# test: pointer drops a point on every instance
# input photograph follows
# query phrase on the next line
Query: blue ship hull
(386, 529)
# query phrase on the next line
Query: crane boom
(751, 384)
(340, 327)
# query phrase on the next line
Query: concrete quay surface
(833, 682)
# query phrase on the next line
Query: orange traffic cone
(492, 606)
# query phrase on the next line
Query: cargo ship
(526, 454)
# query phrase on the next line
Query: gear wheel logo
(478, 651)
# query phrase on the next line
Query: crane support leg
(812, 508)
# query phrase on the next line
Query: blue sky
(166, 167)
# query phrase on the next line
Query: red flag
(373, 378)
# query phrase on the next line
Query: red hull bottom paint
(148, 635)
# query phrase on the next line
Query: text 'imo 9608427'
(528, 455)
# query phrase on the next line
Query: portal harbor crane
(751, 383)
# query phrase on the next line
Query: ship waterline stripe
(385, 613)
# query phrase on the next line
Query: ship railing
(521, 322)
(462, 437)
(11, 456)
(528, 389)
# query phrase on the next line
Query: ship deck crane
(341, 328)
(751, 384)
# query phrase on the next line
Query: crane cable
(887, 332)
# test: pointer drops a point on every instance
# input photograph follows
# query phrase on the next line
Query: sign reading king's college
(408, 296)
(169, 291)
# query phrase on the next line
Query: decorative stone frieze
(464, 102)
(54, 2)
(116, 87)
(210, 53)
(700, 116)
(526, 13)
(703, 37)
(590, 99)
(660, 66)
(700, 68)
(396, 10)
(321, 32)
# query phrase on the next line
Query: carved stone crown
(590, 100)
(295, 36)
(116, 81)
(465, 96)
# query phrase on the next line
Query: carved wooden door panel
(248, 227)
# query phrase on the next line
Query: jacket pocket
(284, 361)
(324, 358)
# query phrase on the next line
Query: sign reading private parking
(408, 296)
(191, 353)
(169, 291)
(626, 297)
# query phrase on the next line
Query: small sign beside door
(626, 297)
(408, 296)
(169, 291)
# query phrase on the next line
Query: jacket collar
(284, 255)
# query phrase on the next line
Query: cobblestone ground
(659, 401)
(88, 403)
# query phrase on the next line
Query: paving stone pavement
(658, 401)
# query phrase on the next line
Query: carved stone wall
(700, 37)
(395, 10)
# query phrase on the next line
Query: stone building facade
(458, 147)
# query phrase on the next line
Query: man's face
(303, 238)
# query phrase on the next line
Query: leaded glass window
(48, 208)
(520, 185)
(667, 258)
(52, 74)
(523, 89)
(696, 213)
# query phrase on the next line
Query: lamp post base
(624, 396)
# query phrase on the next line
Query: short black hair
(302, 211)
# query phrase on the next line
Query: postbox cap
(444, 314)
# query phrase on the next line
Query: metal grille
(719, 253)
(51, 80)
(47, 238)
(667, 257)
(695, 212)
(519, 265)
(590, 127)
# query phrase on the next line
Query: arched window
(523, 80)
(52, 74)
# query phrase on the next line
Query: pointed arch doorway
########################################
Retype all the material above precisely, with no line left out.

SOLUTION TO THIS EXERCISE:
# test: pointer drops a point on every instance
# input photograph follows
# query phrase on the next line
Query: blue ship hull
(386, 529)
# query phrase on the next line
Query: crane boom
(751, 384)
(340, 327)
# query phrase on the next line
Query: concrete quay surface
(833, 682)
# query phrase on the next line
Query: orange traffic cone
(492, 606)
# query phrase on the next line
Query: cargo ship
(526, 454)
# query phrase on the next line
Query: gear wheel logo
(478, 651)
# query phrase on the next line
Query: crane support leg
(812, 508)
# query phrase on the next line
Query: blue sky
(166, 167)
# query phrase on the next line
Query: red flag
(373, 378)
# query phrase on the next line
Query: red hull bottom paint
(148, 635)
# query phrase on the next line
Query: text 'imo 9608427'
(528, 455)
# query phrase on the next line
Query: portal harbor crane
(751, 383)
# query phrase on the next line
Query: ship waterline stripe
(385, 613)
# query phrase on the next line
Query: ship railing
(521, 322)
(462, 437)
(11, 456)
(528, 389)
# query phrase on the next line
Query: ship deck crane
(341, 328)
(751, 384)
# query phrase on the next line
Query: crane cable
(887, 332)
# test: pointer drops a point on every instance
# input photograph follows
# query phrase on the next line
Query: sign reading king's college
(408, 296)
(169, 291)
# query phrase on the next line
Query: decorative stone frieze
(464, 102)
(54, 2)
(116, 87)
(210, 53)
(700, 116)
(526, 13)
(703, 37)
(590, 99)
(660, 66)
(700, 68)
(396, 10)
(321, 32)
# query phrase on the next line
Query: carved stone crown
(590, 100)
(295, 36)
(116, 81)
(465, 96)
# query phrase on the next line
Query: carved wooden door panel
(248, 227)
# query phrase on the next line
Query: jacket pocket
(284, 361)
(324, 358)
# query phrase on the next line
Query: sign reading private parking
(408, 296)
(191, 353)
(169, 291)
(626, 297)
# query phrase on the next line
Query: small sign beside door
(626, 297)
(408, 296)
(169, 291)
# query phrase on the next line
Query: jacket collar
(284, 255)
# query phrase on the next line
Query: cobblestone ground
(659, 401)
(88, 403)
# query phrase on the next line
Query: paving stone pavement
(658, 401)
# query phrase on the next line
Query: carved stone wall
(700, 37)
(395, 10)
# query phrase on the next line
Query: stone building facade
(458, 147)
# query phrase on the next line
Query: man's face
(303, 238)
# query phrase on the next line
Query: leaded glass window
(48, 208)
(520, 185)
(667, 258)
(52, 74)
(523, 89)
(696, 213)
# query phrase on the next line
Query: lamp post base
(624, 396)
# query phrase on the next line
Query: short black hair
(302, 211)
# query phrase on the next line
Query: postbox cap
(444, 314)
# query phrase on the next line
Query: metal grille
(719, 253)
(51, 80)
(47, 238)
(667, 257)
(695, 212)
(519, 265)
(590, 127)
# query phrase on the next line
Query: arched window
(523, 80)
(52, 74)
# query phrase on the next line
Query: pointed arch doorway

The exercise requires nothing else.